* **WRITTEN TASK A**: Can you rewrite the paragraph that begins "The Ngurelban, also written as" from the text on the Ngurelban people as a short list that keeps its main facts?
* **WRITTEN TASK B**: Could you copy out word for word a part of the text on the Ngurelban people, beginning at "The Ngurelban, also" and stopping after "to the southeast."?
* **WRITTEN TASK C**: Can you resume the text on the Ngurelban people, carrying it on from its last sentence?
━━━ QUOTED PASSAGE ━━━
Aboriginal Australian people from Victoria

The Ngurelban, also written as Ngurai-illamwurrung, Ngurraiillam, Noorilim and Orilim, are an Aboriginal Australian people of the state of Victoria.

==Language==

The Ngurelban language was similar to that of the Taungurung, the neighbouring related people to the southeast.

==Country==
Ngurelban tribal territory takes in an estimated 3,000 sq. miles of land. According to Norman Tindale, it runs along the Goulburn River, (Note: There is possibly some confusion in these reports. Barkwick wrfites:'Tindale's 1974 description of a 'Ngurelban tribe' on the Campaspe merges Tuckfield's report with Curr's and Howitt's descriptions of clans speaking a different language at and east of the Campaspe.') has its northern boundary edging on Echuca, its western frontier probably not beyond Gunbower. It extended south of Shepparton along the Goulburn River to Old Crossing (Mitchellstown), and north of Seymour.
━━━ RAW RECORDS ━━━
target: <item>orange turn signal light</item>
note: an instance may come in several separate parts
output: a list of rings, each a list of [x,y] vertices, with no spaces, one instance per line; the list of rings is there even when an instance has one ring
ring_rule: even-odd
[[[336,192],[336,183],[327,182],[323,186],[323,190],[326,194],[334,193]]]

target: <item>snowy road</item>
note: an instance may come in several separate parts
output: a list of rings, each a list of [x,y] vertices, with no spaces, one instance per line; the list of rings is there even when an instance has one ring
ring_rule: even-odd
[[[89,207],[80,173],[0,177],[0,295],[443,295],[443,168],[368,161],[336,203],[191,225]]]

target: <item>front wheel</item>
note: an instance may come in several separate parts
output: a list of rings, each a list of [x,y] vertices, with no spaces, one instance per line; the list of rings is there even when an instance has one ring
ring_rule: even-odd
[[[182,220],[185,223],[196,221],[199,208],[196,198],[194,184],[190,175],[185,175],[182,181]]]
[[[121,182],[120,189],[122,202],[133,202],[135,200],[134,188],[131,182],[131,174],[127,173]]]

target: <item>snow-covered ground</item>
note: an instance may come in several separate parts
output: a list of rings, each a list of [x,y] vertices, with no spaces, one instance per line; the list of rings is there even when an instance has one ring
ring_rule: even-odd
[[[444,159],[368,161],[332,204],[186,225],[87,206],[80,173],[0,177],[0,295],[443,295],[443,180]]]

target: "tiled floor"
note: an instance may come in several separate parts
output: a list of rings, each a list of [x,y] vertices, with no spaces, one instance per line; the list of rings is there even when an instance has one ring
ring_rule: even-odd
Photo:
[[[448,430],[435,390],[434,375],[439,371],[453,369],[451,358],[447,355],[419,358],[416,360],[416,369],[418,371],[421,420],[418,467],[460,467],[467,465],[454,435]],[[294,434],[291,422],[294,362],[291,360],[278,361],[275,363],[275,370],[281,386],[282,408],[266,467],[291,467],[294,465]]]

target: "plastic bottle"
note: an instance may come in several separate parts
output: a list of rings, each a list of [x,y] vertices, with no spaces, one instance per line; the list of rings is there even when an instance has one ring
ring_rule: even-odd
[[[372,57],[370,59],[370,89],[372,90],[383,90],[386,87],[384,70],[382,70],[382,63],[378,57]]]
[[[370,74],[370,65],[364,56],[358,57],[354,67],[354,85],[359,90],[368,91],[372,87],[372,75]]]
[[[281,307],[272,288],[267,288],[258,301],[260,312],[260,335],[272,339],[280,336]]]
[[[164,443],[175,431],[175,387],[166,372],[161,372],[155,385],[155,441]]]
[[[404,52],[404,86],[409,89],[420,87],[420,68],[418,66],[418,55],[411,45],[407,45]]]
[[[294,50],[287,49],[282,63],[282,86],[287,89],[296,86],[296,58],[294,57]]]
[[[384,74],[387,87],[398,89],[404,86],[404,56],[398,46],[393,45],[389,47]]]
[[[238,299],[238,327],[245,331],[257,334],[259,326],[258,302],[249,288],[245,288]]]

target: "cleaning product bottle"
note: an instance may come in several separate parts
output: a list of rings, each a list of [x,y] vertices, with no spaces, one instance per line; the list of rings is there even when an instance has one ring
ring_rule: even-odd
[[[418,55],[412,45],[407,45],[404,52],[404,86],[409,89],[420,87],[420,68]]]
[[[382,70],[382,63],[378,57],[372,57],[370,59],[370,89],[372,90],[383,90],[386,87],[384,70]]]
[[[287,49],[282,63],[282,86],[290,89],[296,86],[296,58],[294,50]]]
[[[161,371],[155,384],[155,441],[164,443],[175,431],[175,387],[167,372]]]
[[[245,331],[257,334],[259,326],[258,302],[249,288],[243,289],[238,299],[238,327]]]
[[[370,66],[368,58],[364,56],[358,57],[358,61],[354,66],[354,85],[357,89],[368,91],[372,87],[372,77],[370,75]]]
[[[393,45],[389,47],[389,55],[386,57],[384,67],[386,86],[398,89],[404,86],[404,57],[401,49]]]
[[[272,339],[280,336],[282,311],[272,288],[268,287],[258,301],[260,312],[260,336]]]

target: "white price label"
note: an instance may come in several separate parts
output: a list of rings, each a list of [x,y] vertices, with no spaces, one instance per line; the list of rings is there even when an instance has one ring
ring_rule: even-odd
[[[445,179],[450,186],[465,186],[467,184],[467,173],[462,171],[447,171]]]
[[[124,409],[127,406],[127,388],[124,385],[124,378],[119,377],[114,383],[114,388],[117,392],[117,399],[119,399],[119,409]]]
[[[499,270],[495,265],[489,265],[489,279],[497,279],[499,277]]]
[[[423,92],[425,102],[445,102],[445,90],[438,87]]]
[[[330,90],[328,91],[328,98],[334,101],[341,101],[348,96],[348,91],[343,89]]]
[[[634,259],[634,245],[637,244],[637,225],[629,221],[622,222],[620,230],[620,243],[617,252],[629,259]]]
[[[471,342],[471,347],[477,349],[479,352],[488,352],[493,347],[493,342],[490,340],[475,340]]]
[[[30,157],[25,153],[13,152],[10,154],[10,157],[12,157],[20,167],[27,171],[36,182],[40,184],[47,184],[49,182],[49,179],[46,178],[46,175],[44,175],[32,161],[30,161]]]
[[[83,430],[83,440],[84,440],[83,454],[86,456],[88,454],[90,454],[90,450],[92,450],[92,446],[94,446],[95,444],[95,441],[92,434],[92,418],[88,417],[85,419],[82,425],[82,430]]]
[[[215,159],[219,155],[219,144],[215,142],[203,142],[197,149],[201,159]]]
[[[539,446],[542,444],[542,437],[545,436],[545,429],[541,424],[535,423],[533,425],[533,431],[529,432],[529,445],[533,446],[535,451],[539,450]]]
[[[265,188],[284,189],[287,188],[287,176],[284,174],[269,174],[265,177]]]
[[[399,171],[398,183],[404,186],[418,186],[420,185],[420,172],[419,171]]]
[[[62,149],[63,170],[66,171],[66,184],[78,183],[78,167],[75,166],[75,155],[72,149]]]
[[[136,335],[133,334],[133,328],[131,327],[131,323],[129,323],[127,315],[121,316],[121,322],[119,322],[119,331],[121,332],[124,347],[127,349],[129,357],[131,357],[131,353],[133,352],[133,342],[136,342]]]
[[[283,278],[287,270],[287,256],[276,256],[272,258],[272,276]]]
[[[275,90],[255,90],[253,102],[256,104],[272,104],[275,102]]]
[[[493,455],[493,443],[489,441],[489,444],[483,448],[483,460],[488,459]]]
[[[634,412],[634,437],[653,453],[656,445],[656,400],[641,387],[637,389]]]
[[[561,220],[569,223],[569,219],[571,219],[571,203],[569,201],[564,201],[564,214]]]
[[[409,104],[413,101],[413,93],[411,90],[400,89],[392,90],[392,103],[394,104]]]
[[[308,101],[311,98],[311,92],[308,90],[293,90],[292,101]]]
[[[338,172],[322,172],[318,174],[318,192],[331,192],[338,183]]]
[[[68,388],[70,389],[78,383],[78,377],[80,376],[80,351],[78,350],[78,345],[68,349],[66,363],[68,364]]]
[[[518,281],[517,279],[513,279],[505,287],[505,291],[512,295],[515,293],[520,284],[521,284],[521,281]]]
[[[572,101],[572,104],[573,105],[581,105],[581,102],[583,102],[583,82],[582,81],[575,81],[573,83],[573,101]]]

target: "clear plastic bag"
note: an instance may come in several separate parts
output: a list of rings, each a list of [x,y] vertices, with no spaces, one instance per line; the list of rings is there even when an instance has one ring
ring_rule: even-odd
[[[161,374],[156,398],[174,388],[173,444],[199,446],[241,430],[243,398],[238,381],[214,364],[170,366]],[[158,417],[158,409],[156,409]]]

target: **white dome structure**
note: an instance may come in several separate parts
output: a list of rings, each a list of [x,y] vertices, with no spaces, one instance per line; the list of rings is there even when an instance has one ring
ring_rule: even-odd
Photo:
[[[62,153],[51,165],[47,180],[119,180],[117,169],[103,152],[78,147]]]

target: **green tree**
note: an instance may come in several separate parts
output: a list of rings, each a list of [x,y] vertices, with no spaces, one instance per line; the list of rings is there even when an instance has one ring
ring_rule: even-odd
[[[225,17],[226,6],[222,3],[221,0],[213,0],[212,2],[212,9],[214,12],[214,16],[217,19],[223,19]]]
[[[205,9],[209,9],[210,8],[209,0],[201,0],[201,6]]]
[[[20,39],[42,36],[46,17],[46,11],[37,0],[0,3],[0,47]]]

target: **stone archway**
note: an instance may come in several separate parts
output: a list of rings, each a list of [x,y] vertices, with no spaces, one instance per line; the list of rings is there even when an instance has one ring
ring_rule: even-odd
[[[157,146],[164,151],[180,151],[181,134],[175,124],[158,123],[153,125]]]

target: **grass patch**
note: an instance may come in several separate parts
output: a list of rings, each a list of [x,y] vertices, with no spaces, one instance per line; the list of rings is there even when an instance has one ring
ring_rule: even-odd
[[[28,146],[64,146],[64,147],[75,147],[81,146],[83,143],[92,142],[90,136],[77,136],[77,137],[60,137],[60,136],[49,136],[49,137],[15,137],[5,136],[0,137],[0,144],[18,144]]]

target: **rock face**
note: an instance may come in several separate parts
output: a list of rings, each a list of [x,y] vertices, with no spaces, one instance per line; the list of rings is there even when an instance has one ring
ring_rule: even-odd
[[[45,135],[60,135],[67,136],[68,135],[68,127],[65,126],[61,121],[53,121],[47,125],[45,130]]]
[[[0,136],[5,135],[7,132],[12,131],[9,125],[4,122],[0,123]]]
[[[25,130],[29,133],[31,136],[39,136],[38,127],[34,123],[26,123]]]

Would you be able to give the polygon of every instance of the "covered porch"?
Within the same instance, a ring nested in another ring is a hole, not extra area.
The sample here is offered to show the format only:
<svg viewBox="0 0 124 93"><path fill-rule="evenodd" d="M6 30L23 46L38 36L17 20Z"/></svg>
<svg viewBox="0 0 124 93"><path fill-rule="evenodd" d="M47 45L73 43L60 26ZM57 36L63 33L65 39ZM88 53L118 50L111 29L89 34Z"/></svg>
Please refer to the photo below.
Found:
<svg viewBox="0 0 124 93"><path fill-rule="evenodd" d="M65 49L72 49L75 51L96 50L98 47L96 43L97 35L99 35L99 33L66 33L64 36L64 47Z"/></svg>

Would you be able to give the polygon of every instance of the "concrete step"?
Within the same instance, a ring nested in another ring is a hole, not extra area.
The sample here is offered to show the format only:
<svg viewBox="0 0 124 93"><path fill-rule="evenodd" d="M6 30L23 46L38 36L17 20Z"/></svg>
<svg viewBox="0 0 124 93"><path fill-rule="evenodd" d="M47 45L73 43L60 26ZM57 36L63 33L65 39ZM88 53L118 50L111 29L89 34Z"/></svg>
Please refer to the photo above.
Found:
━━━
* **EXERCISE ANSWER A**:
- People: the Ngurelban
- Other spellings: Ngurai-illamwurrung, Ngurraiillam, Noorilim and Orilim
- Who they are: an Aboriginal Australian people
- Where: the state of Victoria

* **EXERCISE ANSWER B**:
The Ngurelban, also written as Ngurai-illamwurrung, Ngurraiillam, Noorilim and Orilim, are an Aboriginal Australian people of the state of Victoria.

==Language==

The Ngurelban language was similar to that of the Taungurung, the neighbouring related people to the southeast.

* **EXERCISE ANSWER C**:
==Social organisation ==
The Ngurelban are considered to be very closely associated with the East Kulin Nations and are sometimes described as a northern group of the Daungwurrung people. To demonstrate this closeness, the mother of Wurundjeri leader William Barak was Ngurelban.

Ngurelban were organised according to three groups or clans:
- Benbedora to the northwest, around Colbinabbin and on the Campaspe River north of Elmore, known for keeping their distance and for having a relationship of tense rivalry with other groups
- Ngurrai-illam balug, a clan from along the Goulburn River around Murchison
- Gunung willam, a clan from the Campaspe River between Axedale and Elmore

==History of contact==
By the late 1830s the pressure of the effects of grazing on their pastoral lands from livestock introduced by squatters had started to create serious problems for the Ngurelban. In 1839 one of them, Moonin Moonin, complained that:
Jumbuck and Bulgana (sheep and cattle) were eating and destroying Aboriginal game pastures and staples like yams and mirr-n'yong roots.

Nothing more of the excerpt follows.